> [THINGS TO DO]:
• a. In the excerpt about The Patron Saint of Stanly Park, who plays the role of Jennifer?
• b. Carry on the excerpt about The Patron Saint of Stanly Park, picking up right after its final sentence.

> [EXCERPT PROVIDED]:
%%

I must at this point place here a disclaimer; I happen to love passionately anything connected with the DeHavilland DCH-2 Beaver float plane. The Patron Saint of Stanly Park has two ephemeral protagonists. One is completely invisible but audible, the De Havilland Beaver and the other appears as a ghost, Derik Metz. The latter you can hear in a perfectly clear, wonderful, believable and soothing voice. Derek Metz plays the ghost father of the two angst-ridden children (one a teenager, Valsy Bergeron as Jennifer and Joseph Gustafson as her younger brother Josh). As an aside, Derik Metz would never be able to get a job in that new and “edgy” 21st century CBC as he does have that wonderful voice, and, worst of all, shows no sign of a speech impediment!

%%

> [EXTRACTED RECORDS]:

%%

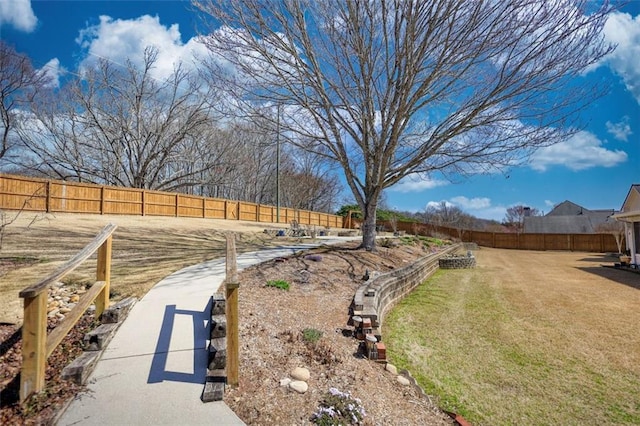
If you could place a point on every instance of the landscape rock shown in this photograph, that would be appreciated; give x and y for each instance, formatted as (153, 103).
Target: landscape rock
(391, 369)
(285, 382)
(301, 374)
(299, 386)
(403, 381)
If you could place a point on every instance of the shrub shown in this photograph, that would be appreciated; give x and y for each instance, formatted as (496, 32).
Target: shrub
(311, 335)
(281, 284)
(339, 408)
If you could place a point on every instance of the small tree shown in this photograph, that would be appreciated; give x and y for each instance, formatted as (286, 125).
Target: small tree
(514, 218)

%%
%%

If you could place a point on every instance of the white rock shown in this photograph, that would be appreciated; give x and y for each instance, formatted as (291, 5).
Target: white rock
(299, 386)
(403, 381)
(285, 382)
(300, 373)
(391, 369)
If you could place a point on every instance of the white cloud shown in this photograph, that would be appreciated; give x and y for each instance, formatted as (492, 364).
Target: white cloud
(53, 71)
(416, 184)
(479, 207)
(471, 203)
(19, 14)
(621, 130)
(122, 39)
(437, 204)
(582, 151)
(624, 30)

%%

> [RESULTS]:
• a. Valsy Bergeron

• b.
Since Skookum Pete, nicely and gruffly played by Brian Linds, has special connections (a sort of prototypical form of Wi-Fi) with De Havilland Beavers flying over Stanley Park, I immediately connected with Kanagawa’s play.
Had I moved to live in North Vancouver years ago I would now be dead. I do not live in North Van! Every time I do cross (watch out, I drive a silver 2007 Chevrolet Malibu) the First Narrows Bridge I look up when I listen to the unmistakable put-put noise of the Beaver’s Pratt & Whitney radial engine. Long ago I would have crashed my car!
Hiro Kanagawa's play has everything a Christmas play should have. It is sentimental, wonderful and it has a sort of happy ending. But there is more to it beyond special effects that rival the old BC Hydro Building lit up at night 30 years ago.
It has all to do with the nuclear family of the two children and Jillian Fargey as their mother Marcia. Their father, Kevin has not returned since a trip up (he was a commercial pilot flying float planes) on Christmas Eve a year before. The family is attempting to cope and Fargey is the patient and understanding mother (all torn up inside, nonetheless) who tries to rein in her children from their despair and loss.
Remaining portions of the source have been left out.